**指示 A:** 以下の本文のうち、最後の「■」で始まる段落に登場する人物をすべて挙げてください。同じ人物は一度だけ書いてください。

□ □ □ □

詳しい時代背景やこの映像の意味などはすっ飛ばしまして、個人的に印象に残ったシーンを列挙しよう
■Stevie Wonderのドラムソロ自体はさておき、そこから始まることで、監督がドラマーでもある?estloveであることの主張にした、というのは素敵な編集技法だね。

■The 5th Dimensionは良かったね。黒人5人組なのに白人と思われていた話からの、最後Billy Davis Jr.のシャウトするところ、そしてMarilyn McCooの美しさ、いやFlorenceも可愛いかった。ミュージカル"Hair"の曲をカバーするに至った逸話もいいし、何より未だ元気なMarilynとBillyの二人が出演してコメントしてるのもいい。ついでに新譜のThe Beatlesカバー集もいい。

■Mahalia JacksonとMavis Staplesが前年に暗殺されたキング牧師に捧げる"Precious Lord"ももちろん良かったんだけど、Mavisがマイクを奪いに来たようにも見えたね。あと吉岡さんの記事にも出てたけど、その役は実はAretha Franklinだったという話もすごいな。それをドタキャンするArethaも彼女っぽいけど、、、で、Mahaliaは2年後に病で亡くなっちゃうというね。

□ □ □ □

**指示 B:** 下のリストから、「following」という語を含む行をすべて示してください。

**保存された行:**
□ □ □ □

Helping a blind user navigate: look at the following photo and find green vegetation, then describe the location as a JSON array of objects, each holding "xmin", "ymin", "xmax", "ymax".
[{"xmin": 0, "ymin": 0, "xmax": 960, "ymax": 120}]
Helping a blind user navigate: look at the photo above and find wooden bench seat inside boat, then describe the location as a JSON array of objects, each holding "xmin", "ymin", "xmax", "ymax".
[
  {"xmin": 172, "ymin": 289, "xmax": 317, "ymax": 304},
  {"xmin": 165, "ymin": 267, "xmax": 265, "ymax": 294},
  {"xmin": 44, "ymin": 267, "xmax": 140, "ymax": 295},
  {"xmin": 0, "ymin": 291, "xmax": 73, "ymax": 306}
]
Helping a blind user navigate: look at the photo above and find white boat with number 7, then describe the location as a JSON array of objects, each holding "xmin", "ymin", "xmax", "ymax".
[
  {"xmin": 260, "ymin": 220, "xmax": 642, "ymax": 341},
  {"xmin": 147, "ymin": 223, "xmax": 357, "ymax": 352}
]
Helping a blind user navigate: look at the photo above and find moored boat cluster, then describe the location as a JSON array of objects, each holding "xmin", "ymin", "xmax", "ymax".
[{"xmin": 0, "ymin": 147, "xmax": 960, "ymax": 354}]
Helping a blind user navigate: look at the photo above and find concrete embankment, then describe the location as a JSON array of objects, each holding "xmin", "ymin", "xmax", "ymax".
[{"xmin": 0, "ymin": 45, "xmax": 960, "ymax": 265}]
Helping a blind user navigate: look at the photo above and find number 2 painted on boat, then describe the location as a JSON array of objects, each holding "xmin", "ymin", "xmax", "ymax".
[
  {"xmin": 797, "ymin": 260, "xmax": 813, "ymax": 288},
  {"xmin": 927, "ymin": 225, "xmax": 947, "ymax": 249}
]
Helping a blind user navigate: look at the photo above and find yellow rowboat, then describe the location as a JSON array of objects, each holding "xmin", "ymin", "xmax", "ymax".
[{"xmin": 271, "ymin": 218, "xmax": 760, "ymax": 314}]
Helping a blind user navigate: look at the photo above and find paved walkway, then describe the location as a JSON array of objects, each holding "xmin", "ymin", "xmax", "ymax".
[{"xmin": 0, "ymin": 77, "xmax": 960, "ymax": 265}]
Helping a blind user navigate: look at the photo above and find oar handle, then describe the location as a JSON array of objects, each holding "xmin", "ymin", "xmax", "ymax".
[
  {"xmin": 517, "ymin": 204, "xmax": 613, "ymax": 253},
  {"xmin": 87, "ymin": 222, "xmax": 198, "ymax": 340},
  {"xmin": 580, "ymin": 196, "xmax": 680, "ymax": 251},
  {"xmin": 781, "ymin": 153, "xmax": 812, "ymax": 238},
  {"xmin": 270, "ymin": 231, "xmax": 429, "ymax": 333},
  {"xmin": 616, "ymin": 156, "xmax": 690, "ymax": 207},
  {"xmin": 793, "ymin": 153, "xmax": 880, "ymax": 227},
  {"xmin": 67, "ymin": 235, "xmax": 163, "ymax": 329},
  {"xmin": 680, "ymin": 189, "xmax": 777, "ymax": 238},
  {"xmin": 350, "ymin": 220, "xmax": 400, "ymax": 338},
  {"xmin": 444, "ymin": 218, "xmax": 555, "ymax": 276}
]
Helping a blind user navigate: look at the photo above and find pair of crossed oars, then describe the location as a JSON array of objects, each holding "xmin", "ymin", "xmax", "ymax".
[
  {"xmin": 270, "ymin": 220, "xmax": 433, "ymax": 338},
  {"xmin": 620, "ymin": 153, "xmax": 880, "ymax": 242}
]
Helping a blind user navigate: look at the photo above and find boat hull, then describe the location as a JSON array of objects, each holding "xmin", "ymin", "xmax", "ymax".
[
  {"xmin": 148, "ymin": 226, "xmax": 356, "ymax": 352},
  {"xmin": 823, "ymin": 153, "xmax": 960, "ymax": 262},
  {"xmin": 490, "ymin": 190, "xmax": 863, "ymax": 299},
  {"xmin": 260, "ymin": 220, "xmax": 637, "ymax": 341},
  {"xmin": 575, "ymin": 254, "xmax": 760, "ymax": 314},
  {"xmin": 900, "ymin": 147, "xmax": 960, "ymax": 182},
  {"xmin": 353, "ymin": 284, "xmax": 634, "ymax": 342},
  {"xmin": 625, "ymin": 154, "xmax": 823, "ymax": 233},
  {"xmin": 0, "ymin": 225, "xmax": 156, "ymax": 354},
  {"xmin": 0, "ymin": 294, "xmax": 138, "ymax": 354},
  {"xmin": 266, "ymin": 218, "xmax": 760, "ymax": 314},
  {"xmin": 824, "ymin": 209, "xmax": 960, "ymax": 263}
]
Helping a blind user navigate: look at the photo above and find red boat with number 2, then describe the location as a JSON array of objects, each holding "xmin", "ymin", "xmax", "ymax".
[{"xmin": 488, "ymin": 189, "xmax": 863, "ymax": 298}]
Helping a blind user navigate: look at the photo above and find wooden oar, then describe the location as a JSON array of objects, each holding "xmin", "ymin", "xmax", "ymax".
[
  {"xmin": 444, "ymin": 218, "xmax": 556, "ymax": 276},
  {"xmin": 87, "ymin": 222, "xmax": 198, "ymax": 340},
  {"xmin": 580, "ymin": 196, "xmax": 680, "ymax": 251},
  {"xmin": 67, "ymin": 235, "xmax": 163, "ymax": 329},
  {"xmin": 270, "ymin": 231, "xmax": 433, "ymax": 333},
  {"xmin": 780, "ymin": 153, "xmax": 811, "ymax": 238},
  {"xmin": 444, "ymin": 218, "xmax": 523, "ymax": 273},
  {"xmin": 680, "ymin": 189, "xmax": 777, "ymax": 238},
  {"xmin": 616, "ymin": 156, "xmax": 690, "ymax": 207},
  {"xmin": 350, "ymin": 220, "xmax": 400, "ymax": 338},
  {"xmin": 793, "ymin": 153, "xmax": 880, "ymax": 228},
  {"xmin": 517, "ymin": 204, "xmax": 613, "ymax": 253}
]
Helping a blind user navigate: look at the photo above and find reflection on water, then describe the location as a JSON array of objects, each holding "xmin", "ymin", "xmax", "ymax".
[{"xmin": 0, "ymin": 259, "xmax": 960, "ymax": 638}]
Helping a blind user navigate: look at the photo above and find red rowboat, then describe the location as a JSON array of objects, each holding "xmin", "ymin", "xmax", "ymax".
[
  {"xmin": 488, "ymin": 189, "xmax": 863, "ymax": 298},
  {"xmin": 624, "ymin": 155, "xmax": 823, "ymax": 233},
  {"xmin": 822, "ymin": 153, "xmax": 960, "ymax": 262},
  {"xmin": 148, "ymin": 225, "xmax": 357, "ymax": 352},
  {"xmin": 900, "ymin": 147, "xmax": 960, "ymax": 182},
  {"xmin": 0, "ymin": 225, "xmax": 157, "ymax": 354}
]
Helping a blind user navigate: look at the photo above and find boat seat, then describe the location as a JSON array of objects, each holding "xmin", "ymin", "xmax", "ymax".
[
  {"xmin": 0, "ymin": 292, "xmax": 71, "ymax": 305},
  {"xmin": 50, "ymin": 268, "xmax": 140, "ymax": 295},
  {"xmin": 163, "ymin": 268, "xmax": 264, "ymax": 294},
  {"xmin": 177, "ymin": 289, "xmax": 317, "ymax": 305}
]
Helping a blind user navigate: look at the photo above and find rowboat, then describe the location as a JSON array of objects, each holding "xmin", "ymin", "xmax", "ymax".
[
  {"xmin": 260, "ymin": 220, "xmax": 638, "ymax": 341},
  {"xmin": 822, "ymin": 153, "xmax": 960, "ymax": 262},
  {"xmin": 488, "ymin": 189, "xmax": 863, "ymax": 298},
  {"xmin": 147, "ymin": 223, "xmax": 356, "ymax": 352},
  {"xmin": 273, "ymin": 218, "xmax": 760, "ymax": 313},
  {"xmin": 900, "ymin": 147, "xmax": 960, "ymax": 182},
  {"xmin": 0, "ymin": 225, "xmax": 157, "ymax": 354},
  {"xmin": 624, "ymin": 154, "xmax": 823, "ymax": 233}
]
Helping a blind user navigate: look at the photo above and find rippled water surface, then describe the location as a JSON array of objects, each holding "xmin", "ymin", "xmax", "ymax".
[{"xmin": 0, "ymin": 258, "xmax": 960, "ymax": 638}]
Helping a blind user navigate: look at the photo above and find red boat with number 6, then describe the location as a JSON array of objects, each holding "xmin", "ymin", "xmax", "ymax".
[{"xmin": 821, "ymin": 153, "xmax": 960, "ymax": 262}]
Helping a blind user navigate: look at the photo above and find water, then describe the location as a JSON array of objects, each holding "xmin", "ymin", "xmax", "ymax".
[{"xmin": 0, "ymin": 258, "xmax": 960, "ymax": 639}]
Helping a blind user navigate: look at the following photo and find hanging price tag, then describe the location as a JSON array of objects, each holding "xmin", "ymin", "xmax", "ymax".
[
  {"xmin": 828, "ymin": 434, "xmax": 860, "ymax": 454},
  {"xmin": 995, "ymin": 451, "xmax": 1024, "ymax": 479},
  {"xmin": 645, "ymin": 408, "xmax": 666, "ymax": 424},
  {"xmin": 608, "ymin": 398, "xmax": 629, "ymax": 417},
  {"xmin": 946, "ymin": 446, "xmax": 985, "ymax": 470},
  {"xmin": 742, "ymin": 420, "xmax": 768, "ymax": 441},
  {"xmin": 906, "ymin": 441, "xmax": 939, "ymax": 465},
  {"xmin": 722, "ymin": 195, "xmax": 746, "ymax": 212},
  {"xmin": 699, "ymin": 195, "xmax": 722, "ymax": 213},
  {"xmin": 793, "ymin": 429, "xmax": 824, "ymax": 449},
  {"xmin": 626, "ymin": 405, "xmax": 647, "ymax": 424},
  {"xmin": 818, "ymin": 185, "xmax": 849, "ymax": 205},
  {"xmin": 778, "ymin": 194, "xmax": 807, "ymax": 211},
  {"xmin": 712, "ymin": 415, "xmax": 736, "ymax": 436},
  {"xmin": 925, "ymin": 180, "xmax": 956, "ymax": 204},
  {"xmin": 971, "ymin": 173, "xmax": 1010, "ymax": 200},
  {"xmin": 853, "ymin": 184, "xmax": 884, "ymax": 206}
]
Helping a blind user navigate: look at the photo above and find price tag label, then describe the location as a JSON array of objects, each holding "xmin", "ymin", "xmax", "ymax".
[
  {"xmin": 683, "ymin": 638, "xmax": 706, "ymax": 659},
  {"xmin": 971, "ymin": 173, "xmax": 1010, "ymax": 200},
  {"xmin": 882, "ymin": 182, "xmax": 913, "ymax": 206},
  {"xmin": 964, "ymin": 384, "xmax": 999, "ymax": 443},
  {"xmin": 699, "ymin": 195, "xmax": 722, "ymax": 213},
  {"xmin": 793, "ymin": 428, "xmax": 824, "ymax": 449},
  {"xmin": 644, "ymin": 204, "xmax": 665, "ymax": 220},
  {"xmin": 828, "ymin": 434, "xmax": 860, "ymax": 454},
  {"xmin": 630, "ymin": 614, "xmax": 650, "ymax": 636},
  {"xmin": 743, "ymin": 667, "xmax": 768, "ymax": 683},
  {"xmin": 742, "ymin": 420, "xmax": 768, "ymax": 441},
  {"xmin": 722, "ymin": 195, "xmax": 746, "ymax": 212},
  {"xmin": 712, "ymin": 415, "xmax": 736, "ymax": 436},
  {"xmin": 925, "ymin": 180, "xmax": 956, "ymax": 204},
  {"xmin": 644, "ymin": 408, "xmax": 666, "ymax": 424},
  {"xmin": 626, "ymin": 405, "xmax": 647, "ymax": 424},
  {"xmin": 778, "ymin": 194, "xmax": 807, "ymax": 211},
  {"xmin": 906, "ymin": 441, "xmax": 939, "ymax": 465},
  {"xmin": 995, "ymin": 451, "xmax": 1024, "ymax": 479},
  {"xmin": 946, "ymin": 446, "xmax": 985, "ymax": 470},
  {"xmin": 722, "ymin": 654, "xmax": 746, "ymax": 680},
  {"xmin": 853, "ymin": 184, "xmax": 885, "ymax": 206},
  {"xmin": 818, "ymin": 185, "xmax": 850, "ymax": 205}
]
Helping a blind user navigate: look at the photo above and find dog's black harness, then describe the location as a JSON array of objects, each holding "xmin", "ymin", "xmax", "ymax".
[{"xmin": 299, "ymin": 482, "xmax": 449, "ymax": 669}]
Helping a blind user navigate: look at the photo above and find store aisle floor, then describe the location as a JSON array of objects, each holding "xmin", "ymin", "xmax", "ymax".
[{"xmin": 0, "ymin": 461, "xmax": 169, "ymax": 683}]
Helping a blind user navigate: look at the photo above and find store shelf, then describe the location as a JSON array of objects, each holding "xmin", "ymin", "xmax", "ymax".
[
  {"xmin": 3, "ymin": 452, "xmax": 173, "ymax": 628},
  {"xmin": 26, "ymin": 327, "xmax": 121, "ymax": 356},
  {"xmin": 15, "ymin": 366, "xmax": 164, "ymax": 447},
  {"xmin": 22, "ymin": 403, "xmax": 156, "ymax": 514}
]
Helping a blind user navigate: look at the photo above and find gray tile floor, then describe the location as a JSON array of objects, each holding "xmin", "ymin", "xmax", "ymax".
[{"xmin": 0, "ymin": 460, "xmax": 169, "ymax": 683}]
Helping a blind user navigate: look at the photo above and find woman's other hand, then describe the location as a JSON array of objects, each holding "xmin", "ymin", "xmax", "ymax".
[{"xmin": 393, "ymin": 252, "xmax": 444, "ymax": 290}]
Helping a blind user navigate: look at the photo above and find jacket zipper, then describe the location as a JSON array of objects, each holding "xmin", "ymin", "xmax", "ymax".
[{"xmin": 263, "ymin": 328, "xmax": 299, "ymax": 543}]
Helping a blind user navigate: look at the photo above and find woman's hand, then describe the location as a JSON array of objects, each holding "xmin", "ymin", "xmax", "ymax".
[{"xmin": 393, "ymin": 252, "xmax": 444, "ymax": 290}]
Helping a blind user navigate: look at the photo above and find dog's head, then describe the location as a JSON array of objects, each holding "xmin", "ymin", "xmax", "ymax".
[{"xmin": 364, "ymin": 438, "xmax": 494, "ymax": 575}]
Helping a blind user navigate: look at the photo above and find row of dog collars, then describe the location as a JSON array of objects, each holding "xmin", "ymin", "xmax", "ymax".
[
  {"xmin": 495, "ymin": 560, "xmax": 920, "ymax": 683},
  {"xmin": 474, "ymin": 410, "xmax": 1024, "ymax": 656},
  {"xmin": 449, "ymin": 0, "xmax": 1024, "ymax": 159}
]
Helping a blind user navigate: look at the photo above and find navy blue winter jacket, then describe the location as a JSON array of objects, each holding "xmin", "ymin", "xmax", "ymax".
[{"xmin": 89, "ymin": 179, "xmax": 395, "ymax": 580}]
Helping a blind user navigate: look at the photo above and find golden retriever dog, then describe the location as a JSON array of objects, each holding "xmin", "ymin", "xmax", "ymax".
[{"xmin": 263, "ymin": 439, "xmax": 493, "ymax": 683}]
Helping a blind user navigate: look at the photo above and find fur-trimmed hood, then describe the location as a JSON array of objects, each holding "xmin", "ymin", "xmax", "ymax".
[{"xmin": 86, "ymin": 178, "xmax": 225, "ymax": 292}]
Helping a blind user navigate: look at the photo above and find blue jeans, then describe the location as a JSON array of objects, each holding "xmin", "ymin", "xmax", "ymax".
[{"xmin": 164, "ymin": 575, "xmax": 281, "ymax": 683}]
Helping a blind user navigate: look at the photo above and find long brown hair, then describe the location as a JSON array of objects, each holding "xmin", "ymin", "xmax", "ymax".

□ □ □ □

**期待される回答 A:**
- Mahalia Jackson
- Mavis Staples
- キング牧師
- 吉岡さん
- Aretha Franklin

**期待される回答 B:**
Helping a blind user navigate: look at the following photo and find green vegetation, then describe the location as a JSON array of objects, each holding "xmin", "ymin", "xmax", "ymax".
Helping a blind user navigate: look at the following photo and find hanging price tag, then describe the location as a JSON array of objects, each holding "xmin", "ymin", "xmax", "ymax".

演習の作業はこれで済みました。